**Task to carry out:** Copy every record word for word.

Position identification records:
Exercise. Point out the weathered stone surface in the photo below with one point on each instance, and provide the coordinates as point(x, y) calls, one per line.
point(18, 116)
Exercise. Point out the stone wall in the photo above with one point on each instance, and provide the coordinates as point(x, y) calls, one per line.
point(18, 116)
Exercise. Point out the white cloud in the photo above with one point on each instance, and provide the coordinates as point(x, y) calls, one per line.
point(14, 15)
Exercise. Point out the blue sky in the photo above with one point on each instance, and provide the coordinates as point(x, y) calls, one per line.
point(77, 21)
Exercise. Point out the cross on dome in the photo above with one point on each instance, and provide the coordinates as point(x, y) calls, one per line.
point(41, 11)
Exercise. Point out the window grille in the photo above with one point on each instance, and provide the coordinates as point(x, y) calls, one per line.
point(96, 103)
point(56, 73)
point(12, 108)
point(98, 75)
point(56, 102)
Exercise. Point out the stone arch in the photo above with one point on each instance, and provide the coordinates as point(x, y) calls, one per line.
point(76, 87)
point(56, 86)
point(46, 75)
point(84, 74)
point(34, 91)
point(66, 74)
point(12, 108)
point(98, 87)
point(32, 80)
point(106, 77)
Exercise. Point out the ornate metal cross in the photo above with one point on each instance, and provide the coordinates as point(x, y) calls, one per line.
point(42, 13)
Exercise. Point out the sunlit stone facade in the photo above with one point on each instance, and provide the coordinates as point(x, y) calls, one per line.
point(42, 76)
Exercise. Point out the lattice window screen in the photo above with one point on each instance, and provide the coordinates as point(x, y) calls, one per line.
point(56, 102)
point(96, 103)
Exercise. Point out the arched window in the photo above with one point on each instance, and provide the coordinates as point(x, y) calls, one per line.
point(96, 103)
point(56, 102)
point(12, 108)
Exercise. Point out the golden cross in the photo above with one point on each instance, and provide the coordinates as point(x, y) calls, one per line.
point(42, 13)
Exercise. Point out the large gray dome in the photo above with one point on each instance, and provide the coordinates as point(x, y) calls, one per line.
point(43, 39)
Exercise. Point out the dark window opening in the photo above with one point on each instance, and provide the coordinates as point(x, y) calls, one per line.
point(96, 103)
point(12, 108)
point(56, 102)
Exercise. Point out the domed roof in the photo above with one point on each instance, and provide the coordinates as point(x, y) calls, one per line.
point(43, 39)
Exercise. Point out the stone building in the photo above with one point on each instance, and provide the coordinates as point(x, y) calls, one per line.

**Final result:**
Exercise. Point out the weathered stone surface in the photo below with one point on each instance, and provide the coordinates as point(x, y) calls, one per line.
point(18, 116)
Exercise. Point out the stone wall in the photo above with one point on each instance, and provide the coordinates as point(x, y) calls, one per line.
point(18, 116)
Exercise. Point out the white cloud in the photo above with one point on each instance, and provide the coordinates as point(x, y) calls, one per line.
point(14, 15)
Exercise. Point out the blue sky in the photo above with one point on each instance, and provide the coordinates as point(x, y) calls, one per line.
point(77, 21)
Exercise. Point out the cross on dome in the photo above with one point on each instance, and provide the coordinates as point(x, y) calls, one per line.
point(41, 11)
Exercise. Point out the window grille in the photo above with one point on each instance, and provide the coordinates as point(x, y) calls, one per line.
point(96, 103)
point(56, 73)
point(12, 108)
point(98, 75)
point(56, 102)
Exercise. Point out the stone arch in the photo above with one point on each instance, and provide the coordinates as point(x, y) calls, one per line.
point(76, 87)
point(56, 86)
point(46, 75)
point(84, 74)
point(34, 91)
point(66, 74)
point(12, 108)
point(98, 87)
point(32, 80)
point(106, 77)
Exercise. Point out the ornate metal cross in the photo above with one point on each instance, and provide the coordinates as point(x, y) calls, one per line.
point(42, 13)
Exercise. Point out the sunlit stone facade in the photo above with one point on each instance, and provide the coordinates as point(x, y) calls, one per line.
point(42, 76)
Exercise. Point out the lattice window screen in the photo above with one point on each instance, and provide the coordinates as point(x, y) calls, one per line.
point(56, 102)
point(96, 103)
Exercise. Point out the arched window in the photo above with one point on each instance, and provide the coordinates as point(x, y) calls, one per line.
point(96, 103)
point(56, 102)
point(12, 108)
Exercise. Point out the golden cross in the photo above with one point on each instance, and provide the coordinates as point(x, y) calls, one per line.
point(42, 13)
Exercise. Point out the large gray dome in the photo above with one point on each instance, and provide the coordinates as point(x, y) calls, one per line.
point(43, 39)
Exercise. Point out the dark window opening in the photo above with one point on each instance, and provide the coordinates as point(x, y) calls, one per line.
point(96, 103)
point(12, 108)
point(56, 102)
Exercise. Point out the domed roof in the photo above with one point on each instance, and provide the coordinates as point(x, y) calls, one per line.
point(43, 39)
Exercise. Point out the stone building in the photo above with one point on each instance, and provide the coordinates as point(x, y) calls, one per line.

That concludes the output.